▶ _TASK ITEM_
Your answer must be an exact copy of the data, without any pictures.

[Dataset entries]
■ ■ ■ ■ ■

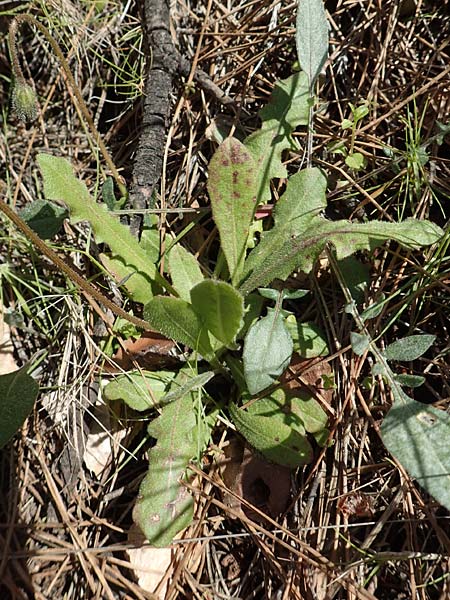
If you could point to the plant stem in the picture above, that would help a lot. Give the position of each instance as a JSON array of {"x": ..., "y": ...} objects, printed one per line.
[
  {"x": 18, "y": 73},
  {"x": 85, "y": 286}
]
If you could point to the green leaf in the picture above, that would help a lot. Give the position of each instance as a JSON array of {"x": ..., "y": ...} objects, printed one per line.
[
  {"x": 272, "y": 294},
  {"x": 409, "y": 348},
  {"x": 355, "y": 161},
  {"x": 193, "y": 382},
  {"x": 253, "y": 307},
  {"x": 150, "y": 238},
  {"x": 232, "y": 191},
  {"x": 417, "y": 435},
  {"x": 356, "y": 276},
  {"x": 409, "y": 380},
  {"x": 140, "y": 391},
  {"x": 309, "y": 340},
  {"x": 278, "y": 435},
  {"x": 360, "y": 342},
  {"x": 300, "y": 233},
  {"x": 45, "y": 218},
  {"x": 137, "y": 283},
  {"x": 184, "y": 270},
  {"x": 176, "y": 319},
  {"x": 302, "y": 201},
  {"x": 267, "y": 352},
  {"x": 164, "y": 506},
  {"x": 312, "y": 37},
  {"x": 18, "y": 393},
  {"x": 61, "y": 184},
  {"x": 287, "y": 109},
  {"x": 108, "y": 196},
  {"x": 220, "y": 307}
]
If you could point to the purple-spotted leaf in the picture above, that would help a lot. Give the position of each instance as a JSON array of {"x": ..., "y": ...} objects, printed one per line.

■ ■ ■ ■ ■

▶ _EXERCISE SOLUTION_
If you could point to the plant stem in the picture above, that would help a lot. Give the position of each instance as a JSON array of {"x": ..., "y": ...} objects, printed one per line.
[
  {"x": 18, "y": 73},
  {"x": 85, "y": 286}
]
If you could point to the green leaf in the picture above, that would help a lot. Give the position of each instance as a JSON array of {"x": ..., "y": ...} objects, printed one per line.
[
  {"x": 272, "y": 294},
  {"x": 409, "y": 348},
  {"x": 355, "y": 161},
  {"x": 193, "y": 382},
  {"x": 253, "y": 307},
  {"x": 150, "y": 238},
  {"x": 232, "y": 191},
  {"x": 417, "y": 435},
  {"x": 356, "y": 276},
  {"x": 409, "y": 380},
  {"x": 140, "y": 391},
  {"x": 309, "y": 340},
  {"x": 278, "y": 435},
  {"x": 360, "y": 342},
  {"x": 300, "y": 233},
  {"x": 45, "y": 218},
  {"x": 137, "y": 283},
  {"x": 184, "y": 270},
  {"x": 176, "y": 319},
  {"x": 302, "y": 201},
  {"x": 267, "y": 352},
  {"x": 164, "y": 506},
  {"x": 312, "y": 37},
  {"x": 18, "y": 393},
  {"x": 61, "y": 184},
  {"x": 287, "y": 109},
  {"x": 108, "y": 196},
  {"x": 220, "y": 307}
]
If you could point to the purple-spotted leaf in the picture above, that would help a lot. Give the position of each instance as a JSON array of {"x": ..., "y": ...} objects, printed one per line.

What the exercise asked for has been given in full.